▶ Assignment
Every line in the records below between the one holding "request | locate each instance of the starry" and the one holding "example | (549,371)", inclusive, is to be set down exactly; all other lines are to be left out.

[Referring expression data]
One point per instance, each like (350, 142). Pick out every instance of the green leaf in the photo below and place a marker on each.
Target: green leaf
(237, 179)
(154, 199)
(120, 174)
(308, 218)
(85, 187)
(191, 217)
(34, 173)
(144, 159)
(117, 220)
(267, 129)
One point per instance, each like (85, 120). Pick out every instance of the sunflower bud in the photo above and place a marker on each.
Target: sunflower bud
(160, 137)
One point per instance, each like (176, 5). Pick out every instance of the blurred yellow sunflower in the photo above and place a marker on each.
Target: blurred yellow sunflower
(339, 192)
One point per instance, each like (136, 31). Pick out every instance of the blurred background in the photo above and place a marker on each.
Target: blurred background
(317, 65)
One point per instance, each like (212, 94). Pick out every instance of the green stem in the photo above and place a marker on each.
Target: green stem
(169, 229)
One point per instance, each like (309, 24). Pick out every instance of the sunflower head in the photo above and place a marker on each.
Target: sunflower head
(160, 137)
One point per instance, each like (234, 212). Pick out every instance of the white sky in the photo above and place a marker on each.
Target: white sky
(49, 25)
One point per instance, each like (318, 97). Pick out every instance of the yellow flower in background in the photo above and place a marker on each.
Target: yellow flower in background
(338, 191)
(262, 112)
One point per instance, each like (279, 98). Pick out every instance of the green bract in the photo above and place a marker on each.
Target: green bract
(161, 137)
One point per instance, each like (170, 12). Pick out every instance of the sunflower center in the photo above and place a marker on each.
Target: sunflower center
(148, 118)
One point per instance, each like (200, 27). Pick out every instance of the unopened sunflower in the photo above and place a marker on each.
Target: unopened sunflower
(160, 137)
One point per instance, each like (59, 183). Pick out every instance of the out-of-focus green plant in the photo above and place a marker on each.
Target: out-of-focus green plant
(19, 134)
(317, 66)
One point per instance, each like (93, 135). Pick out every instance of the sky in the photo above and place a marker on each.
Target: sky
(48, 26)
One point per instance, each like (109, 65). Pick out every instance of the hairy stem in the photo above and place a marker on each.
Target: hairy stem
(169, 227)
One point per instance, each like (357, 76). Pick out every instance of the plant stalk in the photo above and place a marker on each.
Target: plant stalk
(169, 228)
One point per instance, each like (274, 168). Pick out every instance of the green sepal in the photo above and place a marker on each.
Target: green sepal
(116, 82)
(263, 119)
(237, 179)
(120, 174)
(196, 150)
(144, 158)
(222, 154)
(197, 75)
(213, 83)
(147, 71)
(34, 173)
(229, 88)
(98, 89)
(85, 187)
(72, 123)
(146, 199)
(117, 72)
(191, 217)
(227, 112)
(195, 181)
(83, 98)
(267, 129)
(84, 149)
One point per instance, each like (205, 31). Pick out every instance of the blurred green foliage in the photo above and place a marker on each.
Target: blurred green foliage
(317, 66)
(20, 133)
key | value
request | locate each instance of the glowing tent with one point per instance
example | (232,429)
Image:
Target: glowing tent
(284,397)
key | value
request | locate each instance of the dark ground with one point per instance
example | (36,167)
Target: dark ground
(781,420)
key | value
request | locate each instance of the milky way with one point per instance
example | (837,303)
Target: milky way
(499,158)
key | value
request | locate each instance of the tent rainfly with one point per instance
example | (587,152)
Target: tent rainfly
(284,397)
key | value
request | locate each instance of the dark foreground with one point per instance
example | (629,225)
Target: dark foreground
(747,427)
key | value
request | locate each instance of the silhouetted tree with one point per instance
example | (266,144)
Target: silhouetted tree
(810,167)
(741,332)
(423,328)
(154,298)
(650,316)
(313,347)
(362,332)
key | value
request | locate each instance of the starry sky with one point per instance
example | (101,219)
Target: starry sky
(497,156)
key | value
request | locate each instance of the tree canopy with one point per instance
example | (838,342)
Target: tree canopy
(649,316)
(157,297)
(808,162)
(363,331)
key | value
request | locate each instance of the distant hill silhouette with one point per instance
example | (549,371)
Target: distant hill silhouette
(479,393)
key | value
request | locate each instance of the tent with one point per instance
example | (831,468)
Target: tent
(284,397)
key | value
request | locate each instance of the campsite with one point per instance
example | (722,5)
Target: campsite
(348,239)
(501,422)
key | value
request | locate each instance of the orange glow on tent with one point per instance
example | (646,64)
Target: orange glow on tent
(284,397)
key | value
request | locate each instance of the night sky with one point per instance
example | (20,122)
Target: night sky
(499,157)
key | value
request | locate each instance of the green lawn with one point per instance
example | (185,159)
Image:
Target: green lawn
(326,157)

▶ Output of the exercise
request | locate each instance of the starry sky with one point per instance
example | (101,219)
Target: starry sky
(497,156)
key | value
request | locate each instance of the tree canopy with one point per instance
example | (838,342)
Target: tree canopy
(649,316)
(157,297)
(808,162)
(363,331)
key | value
request | locate each instance of the distant hill silhouette with one point per instance
example | (549,371)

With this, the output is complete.